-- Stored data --

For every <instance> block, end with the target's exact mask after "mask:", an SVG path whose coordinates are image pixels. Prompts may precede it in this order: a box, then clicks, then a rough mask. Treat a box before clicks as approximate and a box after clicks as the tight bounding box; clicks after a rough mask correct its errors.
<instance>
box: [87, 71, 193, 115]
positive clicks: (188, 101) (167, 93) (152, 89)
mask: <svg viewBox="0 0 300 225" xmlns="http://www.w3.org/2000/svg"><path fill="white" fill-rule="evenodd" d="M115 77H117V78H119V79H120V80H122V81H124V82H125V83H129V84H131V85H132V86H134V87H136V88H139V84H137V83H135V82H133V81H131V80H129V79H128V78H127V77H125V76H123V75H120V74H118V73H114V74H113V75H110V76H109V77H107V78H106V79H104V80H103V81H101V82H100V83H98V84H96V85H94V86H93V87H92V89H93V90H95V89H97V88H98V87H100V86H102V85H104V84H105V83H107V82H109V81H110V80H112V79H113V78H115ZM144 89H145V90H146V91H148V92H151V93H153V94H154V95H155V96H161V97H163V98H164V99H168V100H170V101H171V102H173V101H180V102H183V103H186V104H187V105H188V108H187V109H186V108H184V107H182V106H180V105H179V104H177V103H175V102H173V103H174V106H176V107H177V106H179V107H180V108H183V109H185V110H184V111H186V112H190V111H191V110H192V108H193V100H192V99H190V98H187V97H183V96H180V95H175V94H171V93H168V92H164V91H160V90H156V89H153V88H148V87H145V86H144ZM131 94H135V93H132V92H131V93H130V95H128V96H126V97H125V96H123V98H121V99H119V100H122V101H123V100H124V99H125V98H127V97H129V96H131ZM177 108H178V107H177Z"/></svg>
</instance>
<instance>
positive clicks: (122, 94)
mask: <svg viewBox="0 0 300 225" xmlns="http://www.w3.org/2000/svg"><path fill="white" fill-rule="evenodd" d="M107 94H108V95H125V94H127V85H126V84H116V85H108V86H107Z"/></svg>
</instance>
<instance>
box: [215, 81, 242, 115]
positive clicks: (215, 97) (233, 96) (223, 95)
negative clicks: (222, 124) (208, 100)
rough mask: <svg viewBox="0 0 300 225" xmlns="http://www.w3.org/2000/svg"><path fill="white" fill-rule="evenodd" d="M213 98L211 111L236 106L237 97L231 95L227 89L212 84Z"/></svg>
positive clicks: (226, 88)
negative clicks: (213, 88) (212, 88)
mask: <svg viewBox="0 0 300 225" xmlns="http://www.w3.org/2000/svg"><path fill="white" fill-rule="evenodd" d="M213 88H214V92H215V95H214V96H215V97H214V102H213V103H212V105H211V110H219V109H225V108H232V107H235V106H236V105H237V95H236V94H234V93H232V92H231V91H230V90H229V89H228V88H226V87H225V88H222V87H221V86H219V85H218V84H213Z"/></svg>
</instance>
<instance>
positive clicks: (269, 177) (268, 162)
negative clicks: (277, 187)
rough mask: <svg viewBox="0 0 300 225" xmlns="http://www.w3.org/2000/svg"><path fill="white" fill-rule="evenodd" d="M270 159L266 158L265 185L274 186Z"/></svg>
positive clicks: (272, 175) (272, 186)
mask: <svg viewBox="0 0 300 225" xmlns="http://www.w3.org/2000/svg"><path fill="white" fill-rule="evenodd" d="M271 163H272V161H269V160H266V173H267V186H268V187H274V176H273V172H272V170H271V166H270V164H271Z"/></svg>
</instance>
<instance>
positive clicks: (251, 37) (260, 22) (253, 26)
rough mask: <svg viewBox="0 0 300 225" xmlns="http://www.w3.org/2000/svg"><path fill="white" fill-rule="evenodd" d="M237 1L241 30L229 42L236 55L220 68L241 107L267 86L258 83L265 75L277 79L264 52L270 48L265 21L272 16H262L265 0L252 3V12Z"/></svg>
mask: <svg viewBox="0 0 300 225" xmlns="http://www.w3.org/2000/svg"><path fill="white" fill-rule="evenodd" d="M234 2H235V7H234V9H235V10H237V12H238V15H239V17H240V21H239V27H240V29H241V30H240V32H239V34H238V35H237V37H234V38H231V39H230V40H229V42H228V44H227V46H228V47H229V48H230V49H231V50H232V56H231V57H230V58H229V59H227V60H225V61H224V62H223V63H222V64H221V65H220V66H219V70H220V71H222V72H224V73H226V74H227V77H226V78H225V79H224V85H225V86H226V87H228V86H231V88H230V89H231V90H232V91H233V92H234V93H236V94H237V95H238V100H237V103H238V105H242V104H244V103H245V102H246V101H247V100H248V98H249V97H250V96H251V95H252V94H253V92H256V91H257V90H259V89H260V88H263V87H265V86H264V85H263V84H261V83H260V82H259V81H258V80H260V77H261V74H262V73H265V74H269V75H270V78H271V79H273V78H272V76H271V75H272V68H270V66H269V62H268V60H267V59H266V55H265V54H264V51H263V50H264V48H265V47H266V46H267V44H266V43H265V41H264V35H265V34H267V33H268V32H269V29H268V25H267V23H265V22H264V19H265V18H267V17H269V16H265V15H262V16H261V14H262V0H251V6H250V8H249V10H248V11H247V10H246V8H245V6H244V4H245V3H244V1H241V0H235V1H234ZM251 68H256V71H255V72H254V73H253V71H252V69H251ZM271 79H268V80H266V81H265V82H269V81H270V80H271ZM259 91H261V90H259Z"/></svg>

-- Your instructions --
List every line of the data above that contains the word "positive", copying each line in full.

-- Result below --
positive clicks: (188, 101) (167, 93) (152, 89)
positive clicks: (122, 94)
positive clicks: (215, 97) (233, 96) (223, 95)
positive clicks: (226, 88)
positive clicks: (269, 177) (268, 162)
positive clicks: (272, 175) (272, 186)
positive clicks: (251, 37) (260, 22) (253, 26)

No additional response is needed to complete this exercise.